* [Set problem]:
Repeat the listing in full, preserving every character.

◇ ◇ ◇

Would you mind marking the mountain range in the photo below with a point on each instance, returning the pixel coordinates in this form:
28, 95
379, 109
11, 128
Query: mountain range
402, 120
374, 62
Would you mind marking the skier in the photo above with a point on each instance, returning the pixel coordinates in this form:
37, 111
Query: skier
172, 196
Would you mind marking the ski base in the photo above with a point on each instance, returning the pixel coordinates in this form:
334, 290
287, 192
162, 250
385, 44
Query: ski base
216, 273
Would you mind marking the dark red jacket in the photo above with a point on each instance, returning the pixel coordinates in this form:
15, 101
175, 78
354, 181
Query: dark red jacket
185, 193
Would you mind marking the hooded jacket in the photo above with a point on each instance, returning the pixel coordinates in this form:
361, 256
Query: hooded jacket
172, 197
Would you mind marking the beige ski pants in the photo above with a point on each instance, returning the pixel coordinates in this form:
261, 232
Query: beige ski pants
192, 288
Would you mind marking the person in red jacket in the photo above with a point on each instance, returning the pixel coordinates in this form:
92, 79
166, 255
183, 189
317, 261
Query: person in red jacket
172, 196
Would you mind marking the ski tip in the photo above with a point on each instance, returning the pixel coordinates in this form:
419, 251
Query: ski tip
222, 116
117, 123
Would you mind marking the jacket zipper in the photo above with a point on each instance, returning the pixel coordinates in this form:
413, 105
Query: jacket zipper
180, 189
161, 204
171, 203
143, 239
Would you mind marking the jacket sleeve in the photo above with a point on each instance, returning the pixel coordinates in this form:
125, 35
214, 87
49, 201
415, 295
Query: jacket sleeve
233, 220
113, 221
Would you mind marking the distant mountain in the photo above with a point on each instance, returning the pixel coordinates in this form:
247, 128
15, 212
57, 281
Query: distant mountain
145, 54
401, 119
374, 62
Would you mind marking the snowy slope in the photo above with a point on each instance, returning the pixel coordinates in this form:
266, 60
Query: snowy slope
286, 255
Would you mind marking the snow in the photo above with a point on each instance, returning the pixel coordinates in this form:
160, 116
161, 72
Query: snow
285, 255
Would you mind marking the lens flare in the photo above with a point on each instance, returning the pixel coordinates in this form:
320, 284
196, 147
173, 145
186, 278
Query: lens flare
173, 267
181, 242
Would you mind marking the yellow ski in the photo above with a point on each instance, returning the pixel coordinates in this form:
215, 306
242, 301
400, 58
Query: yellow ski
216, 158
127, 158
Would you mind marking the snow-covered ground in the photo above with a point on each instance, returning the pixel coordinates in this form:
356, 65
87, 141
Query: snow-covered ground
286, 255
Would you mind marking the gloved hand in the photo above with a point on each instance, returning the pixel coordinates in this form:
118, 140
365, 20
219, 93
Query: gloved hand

◇ ◇ ◇

* [Response to the task]:
Would you mind marking the mountain range in the photo below with a point on each instance, returning the pixel coordinates in this form:
28, 95
379, 109
11, 128
Query: mountain range
402, 120
374, 62
Would you mind marking the skier in the photo above with a point on each instance, returning the pixel coordinates in this form:
37, 111
Query: skier
172, 196
Would you mind marking the ski base in the photo above with a point on each instance, returning the pixel coordinates in this form:
334, 290
287, 192
162, 250
385, 44
Query: ski base
216, 273
Would you mind marking the dark red jacket in the photo above with a point on each instance, returning the pixel coordinates in this form:
15, 101
175, 78
354, 181
Query: dark red jacket
185, 193
Would you mind marking the hooded jacket in the photo above with a point on each instance, returning the pixel coordinates in this form:
361, 256
Query: hooded jacket
172, 197
Would you mind marking the beige ski pants in the photo above with a point on each instance, returning the pixel coordinates in this form:
261, 232
Query: beige ski pants
192, 288
Would you mind marking the person in red jacket in the photo above with a point on each instance, returning the pixel coordinates in this form:
92, 79
166, 255
183, 189
317, 261
Query: person in red jacket
172, 196
Would you mind marking the ski tip in the photo above with a point on each instance, returning the pixel coordinates in this form:
419, 251
Query: ski tip
222, 116
117, 123
Would you mind marking the jacket zipper in the photo above with a point on each instance, returning the pixel coordinates in this form:
413, 105
Query: jacket zipper
180, 189
161, 204
171, 203
143, 239
Would you mind marking the jacket sleeve in the photo above with a point on each instance, returning the pixel coordinates in this form:
125, 35
214, 87
49, 201
415, 295
Query: jacket sleeve
233, 220
113, 221
Would you mind marking the distant mountain in the photo above with a point on each instance, returning the pixel coordinates in this form:
247, 128
15, 212
57, 281
Query: distant mountain
145, 54
401, 119
374, 62
Would you mind marking the snowy slope in the photo above with a point on each instance, returning the pixel coordinates in this form:
266, 60
Query: snowy slope
286, 255
Would you mind marking the snow in the photo above with a point on each instance, returning the pixel coordinates in this form:
160, 116
161, 72
Query: snow
285, 255
Would you mind marking the lens flare in the photo above with a point on each instance, returning the pixel coordinates in this form:
320, 284
196, 147
173, 145
186, 278
Query: lens flare
173, 267
181, 242
Would you mind marking the yellow ski in the photo above with a point on each instance, returning the pixel coordinates in this form:
215, 306
242, 301
400, 58
Query: yellow ski
216, 158
127, 158
Would you mind marking the snow-covered ground in the photo above with a point on each instance, returning the pixel coordinates in this form:
356, 65
87, 141
Query: snow-covered ground
286, 255
Would you mind marking the gloved hand in the photo above with a point on each instance, returning the pixel coordinates in this form:
118, 140
365, 20
219, 93
Query: gloved hand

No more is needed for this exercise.